**Supplied text**
On December 1, 1989, being advised of the garnishment and desiring to avoid the withholding, debtor arranged for payment to defendant-bank of the payoff sum of $779.35. In order to pay this sum, debtor obtained a loan from her mother. Upon satisfaction of the judgement, bank released the garnishment.

On February 9, 1989, debtor filed her Chapter 7 petition. On February 7, 1989, prior to the filing, debtor recorded a homestead deed which claimed the benefit of her homestead exemption under Virginia Code § 34-4 for $770, listed as “refund of involuntary payment to” bank.

Debtor did not attempt to conceal her payment to the bank, but rather disclosed it in her Chapter 7 schedules as well as in the homestead deed. The trustee has not sought to avoid the transfer of the $779.35 made to the bank.

On March 3, 1989, debtor brought this adversary proceeding under Bankruptcy Rule 7001(1). The complaint seeks to recover the payment made to bank as an avoidable preference pursuant to 11 U.S.C. § 522(h).

*93 DISCUSSION

I. Whether the debtor may recover payment to a creditor as an avoidable transfer of property pursuant to Bankruptcy Code § 522(h).

Subsection (h) of 522 states:

(h) The debtor may avoid a transfer of property of the debtor or recover a setoff to the extent that the debtor could have exempted such property under subsection (g)(1) of this section if the trustee had avoided such transfer, if—
(1) such transfer is avoidable by the trustee under section 544, 545, 547, 548, 549, or 724(a) of this title or recoverable by the trustee under section 552 of this title; and
(2) the trustee does not attempt to avoid such transfer.

The trustee in bankruptcy is given the authority to avoid certain transfers under § 547. Pursuant to § 522(h), a debtor is allowed to step into the shoes of the trustee to avoid such a transfer if the trustee does not. This is true even as to property which the debtor has exempted. § 522(g).

In order for the debtor to succeed in recovering the payment made to bank by stepping into the trustee’s shoes, she must establish the following preconditions: 1) The trustee has not attempted to avoid a transfer which the trustee could have avoided under one of the sections set forth in § 522(h)(1); and 2) the property could be exempted under 522(g)(1).

**Excerpted data**
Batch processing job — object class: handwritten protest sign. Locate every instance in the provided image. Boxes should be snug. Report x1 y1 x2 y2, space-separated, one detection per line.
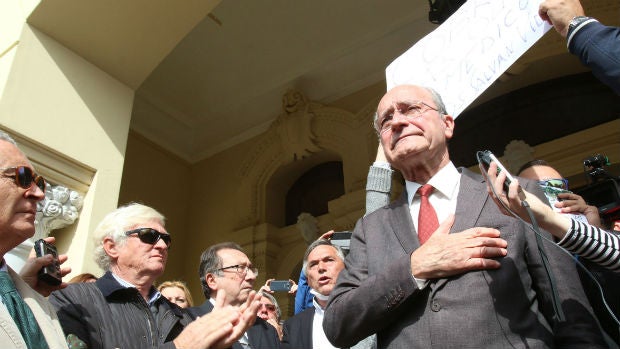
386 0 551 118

---

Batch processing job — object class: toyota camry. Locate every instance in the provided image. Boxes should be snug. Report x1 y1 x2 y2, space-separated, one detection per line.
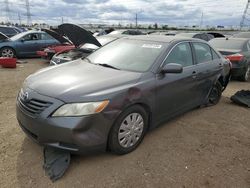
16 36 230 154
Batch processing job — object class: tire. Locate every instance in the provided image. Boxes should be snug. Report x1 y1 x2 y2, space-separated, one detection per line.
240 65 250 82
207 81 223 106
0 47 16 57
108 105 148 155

--

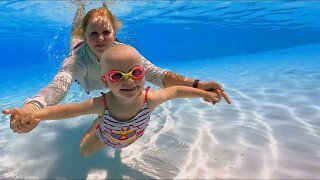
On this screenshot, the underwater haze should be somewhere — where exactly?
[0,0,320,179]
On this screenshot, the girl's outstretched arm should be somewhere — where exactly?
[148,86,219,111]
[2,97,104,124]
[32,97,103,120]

**Exercise instructions**
1. Based on the bankruptcy opinion, decide whether each statement below agrees with it. For each, answer yes or no and quote the deciding words. (a) The debtor borrowed money from her mother to pay the bank. (b) The trustee has sought to avoid the transfer of $779.35 to the bank. (c) The debtor brought the adversary proceeding under Bankruptcy Rule 7001(1).
2. From the bankruptcy opinion, extract the passage starting with "The trustee in" and going on through "exempted under 522(g)(1).".

**Answers for this exercise**
1.
(a) Yes: "debtor obtained a loan from her mother"
(b) No: "The trustee has not sought to avoid the transfer of the $779.35 made to the bank."
(c) Yes: "debtor brought this adversary proceeding under Bankruptcy Rule 7001(1)"

2.
The trustee in bankruptcy is given the authority to avoid certain transfers under § 547. Pursuant to § 522(h), a debtor is allowed to step into the shoes of the trustee to avoid such a transfer if the trustee does not. This is true even as to property which the debtor has exempted. § 522(g).

In order for the debtor to succeed in recovering the payment made to bank by stepping into the trustee’s shoes, she must establish the following preconditions: 1) The trustee has not attempted to avoid a transfer which the trustee could have avoided under one of the sections set forth in § 522(h)(1); and 2) the property could be exempted under 522(g)(1).